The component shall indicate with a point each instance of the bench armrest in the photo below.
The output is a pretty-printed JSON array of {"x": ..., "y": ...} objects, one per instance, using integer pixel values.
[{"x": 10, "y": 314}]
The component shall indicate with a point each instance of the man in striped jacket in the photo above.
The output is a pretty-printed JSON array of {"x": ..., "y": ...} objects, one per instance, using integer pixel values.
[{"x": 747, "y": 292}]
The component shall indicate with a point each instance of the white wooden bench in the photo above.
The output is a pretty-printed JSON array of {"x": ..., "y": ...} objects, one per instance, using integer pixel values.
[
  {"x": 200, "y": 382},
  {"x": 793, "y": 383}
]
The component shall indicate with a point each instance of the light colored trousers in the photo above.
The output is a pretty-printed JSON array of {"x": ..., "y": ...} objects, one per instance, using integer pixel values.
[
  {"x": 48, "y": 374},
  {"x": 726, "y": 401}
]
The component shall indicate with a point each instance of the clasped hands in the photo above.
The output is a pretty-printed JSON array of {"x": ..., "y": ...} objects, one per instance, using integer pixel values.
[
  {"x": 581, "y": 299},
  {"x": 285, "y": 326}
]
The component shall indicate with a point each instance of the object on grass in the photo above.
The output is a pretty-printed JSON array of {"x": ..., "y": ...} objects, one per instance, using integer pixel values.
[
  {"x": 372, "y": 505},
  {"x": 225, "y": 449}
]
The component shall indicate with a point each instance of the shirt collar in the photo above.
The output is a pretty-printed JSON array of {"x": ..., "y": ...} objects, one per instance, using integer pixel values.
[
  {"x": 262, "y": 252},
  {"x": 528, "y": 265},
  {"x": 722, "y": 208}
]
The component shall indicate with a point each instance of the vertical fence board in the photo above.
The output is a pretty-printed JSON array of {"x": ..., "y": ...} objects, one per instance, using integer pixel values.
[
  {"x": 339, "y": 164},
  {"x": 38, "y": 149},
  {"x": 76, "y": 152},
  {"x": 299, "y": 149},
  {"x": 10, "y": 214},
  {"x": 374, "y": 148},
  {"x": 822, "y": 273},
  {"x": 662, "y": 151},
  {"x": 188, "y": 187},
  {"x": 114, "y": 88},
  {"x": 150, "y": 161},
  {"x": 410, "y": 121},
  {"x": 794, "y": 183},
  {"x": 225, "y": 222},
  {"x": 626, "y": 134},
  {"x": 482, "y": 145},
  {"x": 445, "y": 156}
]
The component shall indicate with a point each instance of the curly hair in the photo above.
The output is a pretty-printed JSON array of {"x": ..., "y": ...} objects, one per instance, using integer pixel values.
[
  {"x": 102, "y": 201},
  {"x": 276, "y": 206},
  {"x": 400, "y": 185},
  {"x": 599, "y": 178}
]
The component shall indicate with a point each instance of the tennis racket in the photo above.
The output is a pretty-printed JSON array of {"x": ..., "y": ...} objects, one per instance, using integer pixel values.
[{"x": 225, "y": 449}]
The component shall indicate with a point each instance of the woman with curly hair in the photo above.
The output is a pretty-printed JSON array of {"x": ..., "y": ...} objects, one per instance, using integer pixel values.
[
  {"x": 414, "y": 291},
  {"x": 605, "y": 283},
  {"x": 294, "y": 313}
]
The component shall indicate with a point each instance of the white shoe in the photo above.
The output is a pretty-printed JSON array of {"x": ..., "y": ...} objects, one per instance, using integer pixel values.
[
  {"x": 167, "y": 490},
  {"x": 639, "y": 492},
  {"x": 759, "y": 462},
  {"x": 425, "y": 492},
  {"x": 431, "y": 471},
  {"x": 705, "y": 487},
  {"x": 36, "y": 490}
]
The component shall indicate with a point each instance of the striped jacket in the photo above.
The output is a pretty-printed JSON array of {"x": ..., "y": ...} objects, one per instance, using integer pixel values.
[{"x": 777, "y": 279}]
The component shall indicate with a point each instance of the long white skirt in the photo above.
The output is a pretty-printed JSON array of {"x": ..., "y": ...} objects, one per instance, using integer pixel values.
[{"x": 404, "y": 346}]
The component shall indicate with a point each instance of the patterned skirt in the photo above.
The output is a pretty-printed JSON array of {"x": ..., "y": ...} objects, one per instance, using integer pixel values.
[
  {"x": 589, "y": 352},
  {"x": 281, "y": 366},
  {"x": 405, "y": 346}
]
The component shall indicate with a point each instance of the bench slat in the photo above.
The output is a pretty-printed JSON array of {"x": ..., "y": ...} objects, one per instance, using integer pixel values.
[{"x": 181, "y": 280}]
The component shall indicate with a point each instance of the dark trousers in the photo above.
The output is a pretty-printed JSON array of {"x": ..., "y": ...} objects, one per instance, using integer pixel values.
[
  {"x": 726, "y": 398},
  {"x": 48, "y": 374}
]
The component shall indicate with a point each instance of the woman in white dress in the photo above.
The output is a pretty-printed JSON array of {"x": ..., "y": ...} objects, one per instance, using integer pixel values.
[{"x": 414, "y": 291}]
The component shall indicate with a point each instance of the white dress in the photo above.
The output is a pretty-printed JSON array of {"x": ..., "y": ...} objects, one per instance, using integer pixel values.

======

## GOAL OF THE EXERCISE
Lay out the lines of the records as a Markdown table with columns "Row" and "Line", one row per line and blank lines left out. Begin at the line that contains "slat in the photo above." and stop at the end of the records.

## TASK RESULT
| Row | Line |
|---|---|
| 1 | The component shall indicate with a point each instance of the bench slat in the photo above. |
| 2 | The output is a pretty-printed JSON array of {"x": ..., "y": ...} objects, one per instance, using integer pixel values. |
| 3 | [{"x": 181, "y": 280}] |
| 4 | The component shall indicate with a point each instance of the dark trousers in the photo above. |
| 5 | The output is a pretty-printed JSON array of {"x": ..., "y": ...} objects, one per instance, using integer pixel values. |
| 6 | [ |
| 7 |   {"x": 726, "y": 398}, |
| 8 |   {"x": 48, "y": 374} |
| 9 | ] |
| 10 | The component shall indicate with a point each instance of the woman in white dress in the photo above. |
| 11 | The output is a pretty-printed JSON array of {"x": ..., "y": ...} objects, one per instance, using integer pixel values. |
| 12 | [{"x": 414, "y": 291}] |
| 13 | The component shall indicate with a point each instance of the white dress in the photo above. |
| 14 | The output is a pretty-printed JSON array of {"x": ..., "y": ...} objects, one per instance, using integer pixel values. |